-- Material to process follows --

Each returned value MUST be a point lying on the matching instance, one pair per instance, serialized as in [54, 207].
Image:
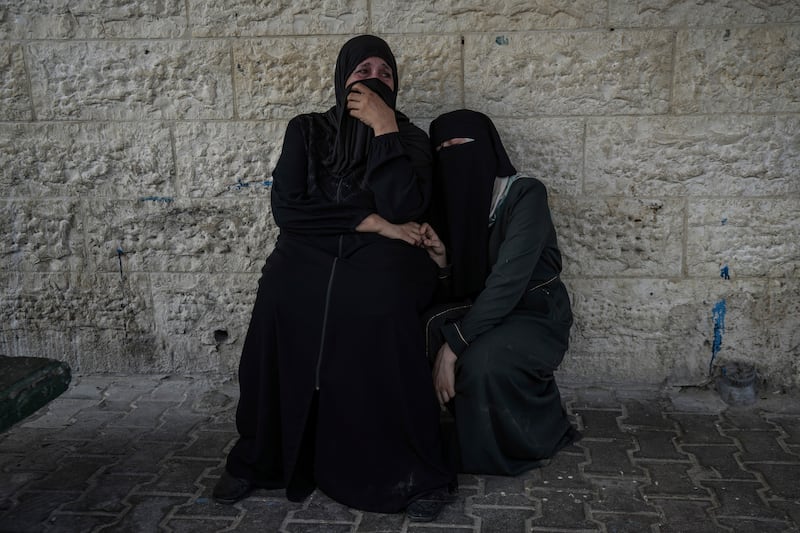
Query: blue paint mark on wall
[718, 315]
[246, 184]
[163, 199]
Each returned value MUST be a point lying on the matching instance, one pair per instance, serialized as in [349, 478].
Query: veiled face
[372, 67]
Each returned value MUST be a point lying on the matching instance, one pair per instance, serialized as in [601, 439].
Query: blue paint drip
[164, 199]
[246, 184]
[120, 252]
[719, 329]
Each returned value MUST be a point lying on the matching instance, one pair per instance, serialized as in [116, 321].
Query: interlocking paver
[107, 493]
[142, 453]
[700, 429]
[145, 513]
[790, 426]
[610, 457]
[760, 526]
[671, 479]
[627, 523]
[783, 479]
[565, 510]
[760, 445]
[599, 424]
[648, 414]
[656, 443]
[741, 499]
[687, 516]
[73, 473]
[621, 496]
[70, 523]
[564, 472]
[718, 462]
[504, 520]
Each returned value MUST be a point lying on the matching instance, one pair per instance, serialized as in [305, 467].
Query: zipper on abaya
[325, 315]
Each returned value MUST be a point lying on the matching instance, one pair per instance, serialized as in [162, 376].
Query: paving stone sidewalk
[142, 453]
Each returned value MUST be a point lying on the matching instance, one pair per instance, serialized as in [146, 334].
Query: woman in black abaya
[335, 391]
[510, 330]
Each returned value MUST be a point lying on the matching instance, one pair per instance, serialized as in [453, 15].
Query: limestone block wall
[137, 141]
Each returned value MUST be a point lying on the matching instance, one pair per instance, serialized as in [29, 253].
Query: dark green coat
[507, 406]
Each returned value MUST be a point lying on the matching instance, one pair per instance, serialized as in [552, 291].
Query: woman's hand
[433, 245]
[368, 107]
[408, 232]
[444, 374]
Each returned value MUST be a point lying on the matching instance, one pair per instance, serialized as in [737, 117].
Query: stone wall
[137, 140]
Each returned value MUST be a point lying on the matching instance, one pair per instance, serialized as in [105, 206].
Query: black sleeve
[399, 172]
[292, 206]
[526, 236]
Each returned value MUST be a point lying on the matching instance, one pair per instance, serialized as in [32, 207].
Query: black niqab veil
[348, 155]
[464, 177]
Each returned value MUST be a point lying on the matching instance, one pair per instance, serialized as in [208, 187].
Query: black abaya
[335, 389]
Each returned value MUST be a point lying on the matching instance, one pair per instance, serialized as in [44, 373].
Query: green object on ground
[27, 384]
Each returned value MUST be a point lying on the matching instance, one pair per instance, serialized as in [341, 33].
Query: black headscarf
[463, 181]
[349, 154]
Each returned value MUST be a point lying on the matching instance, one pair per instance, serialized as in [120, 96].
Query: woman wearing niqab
[508, 329]
[335, 390]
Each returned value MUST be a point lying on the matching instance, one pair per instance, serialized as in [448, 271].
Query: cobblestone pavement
[142, 453]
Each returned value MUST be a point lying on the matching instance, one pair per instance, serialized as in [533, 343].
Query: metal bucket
[737, 383]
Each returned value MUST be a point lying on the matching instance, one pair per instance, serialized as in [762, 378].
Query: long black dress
[335, 388]
[508, 411]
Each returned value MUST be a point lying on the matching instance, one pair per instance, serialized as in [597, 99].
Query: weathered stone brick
[202, 319]
[548, 149]
[131, 80]
[97, 159]
[227, 158]
[41, 236]
[615, 236]
[781, 364]
[743, 237]
[15, 100]
[431, 77]
[173, 235]
[635, 328]
[450, 16]
[279, 78]
[745, 69]
[98, 323]
[693, 156]
[655, 13]
[286, 17]
[568, 73]
[92, 19]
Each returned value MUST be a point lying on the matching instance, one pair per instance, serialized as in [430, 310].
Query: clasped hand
[368, 107]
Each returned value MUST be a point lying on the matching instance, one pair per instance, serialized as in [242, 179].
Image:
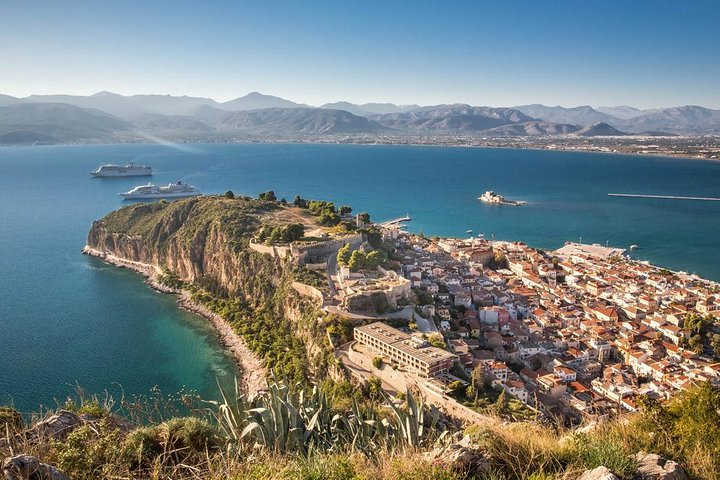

-- Material to process concluded --

Work task: Could you reproduce all of the material exactly? Keep the pictures out of it.

Exercise output:
Each returned value MUST be a point lying on the matching instance, one pair per instance, serialized as in [54, 207].
Image:
Query: blue paint mark on wall
[718, 315]
[246, 184]
[163, 199]
Each returned value MUST be a point lying on the matching instance, one pair per instance, serialized as in [349, 478].
Query: veiled face
[372, 67]
Each returned value MUST be a point lying on the matching instance, one pair per instance, serialized as in [601, 439].
Query: blue paint drip
[164, 199]
[246, 184]
[120, 252]
[719, 329]
Each returned value MUST be a point lying on the matching instance, one pair per instance, serialized as in [116, 321].
Query: interlocking paver
[107, 493]
[142, 453]
[700, 429]
[145, 513]
[790, 426]
[610, 457]
[760, 526]
[671, 479]
[627, 523]
[783, 479]
[565, 510]
[760, 445]
[599, 424]
[648, 414]
[656, 443]
[741, 499]
[687, 516]
[73, 473]
[621, 496]
[70, 523]
[564, 472]
[718, 462]
[504, 520]
Each returned value MUST be a point lying on the matching instance, one pair per instance, serialized as in [305, 467].
Query: zipper on abaya
[325, 315]
Each returned value MUST be a point lying on the matching instance, one pair per instance, serialized as in [162, 376].
Query: paving stone sidewalk
[142, 453]
Each returned value MUST be a point lying on the matching instance, one pair per instance, serialized as in [146, 334].
Query: woman in black abaya
[335, 391]
[510, 330]
Each returned value MUST be a point lying on the matching instance, one pair per instance, serialized as in [453, 15].
Query: limestone block wall
[137, 141]
Each returned value MUST be a point lying on the matching instance, one pair per instance, serialized as in [29, 253].
Query: dark green coat
[507, 406]
Each returned value MUST be a point lying on the matching instance, one pair per instance, serialized as in [552, 291].
Query: woman's hand
[433, 245]
[368, 107]
[408, 232]
[444, 374]
Each returned value MUST be a point lying on the matching instance, one pair per instance, serialized as in [737, 117].
Query: stone wall
[137, 140]
Each returned value MUST be a point lying on the matching instance, one pair per instance, serialized as in [105, 206].
Query: black sleeve
[399, 172]
[292, 206]
[526, 236]
Each returned value MUST be a point lying on the matching instance, one pair per instance, serialized as in [32, 207].
Query: black niqab veil
[348, 155]
[464, 177]
Each returned value MUST be a point lying on the matching instance, one pair per instance, serialized as in [208, 187].
Query: black abaya
[335, 389]
Each returned value MUST be a point lying on the matching instance, one pair per instance, serialized as in [44, 373].
Query: green object on ground
[27, 384]
Each returned value MUST be a point lying on the matching instance, one pair per instance, serialized as in [341, 33].
Query: black headscarf
[463, 181]
[349, 154]
Each returned value MUST be a point lying on the matching instance, one pair per instance, serialized as in [120, 96].
Query: woman wearing niqab
[508, 329]
[335, 390]
Each returned value MUST be a point lying on the matching instance, one pair per instance, serialized as in [448, 271].
Query: cobblestone pavement
[142, 453]
Each returned value MUST be a point lying on the matching instance, one pair per instance, serialized as in [533, 343].
Query: metal bucket
[737, 383]
Each returned value MUST be a point lying on the matching instance, one pair per instance, serialized as in [762, 378].
Query: long black dress
[335, 388]
[508, 411]
Each returned value MUST be a point lying on the matching instance, one pair per instance, serialized as in [597, 99].
Query: weathered stone brick
[202, 319]
[548, 149]
[131, 80]
[97, 159]
[227, 158]
[41, 236]
[615, 236]
[781, 364]
[743, 237]
[15, 100]
[431, 77]
[173, 235]
[635, 328]
[450, 16]
[279, 78]
[745, 69]
[98, 323]
[693, 156]
[655, 13]
[286, 17]
[568, 73]
[92, 19]
Each returned value MUST be a point lying on the matching instance, one pair per instance, serialized as in [430, 310].
Query: clasped hand
[368, 107]
Each returned value MUST be a point lying on the matching instance, one pair per instance, serialized as in [242, 179].
Image:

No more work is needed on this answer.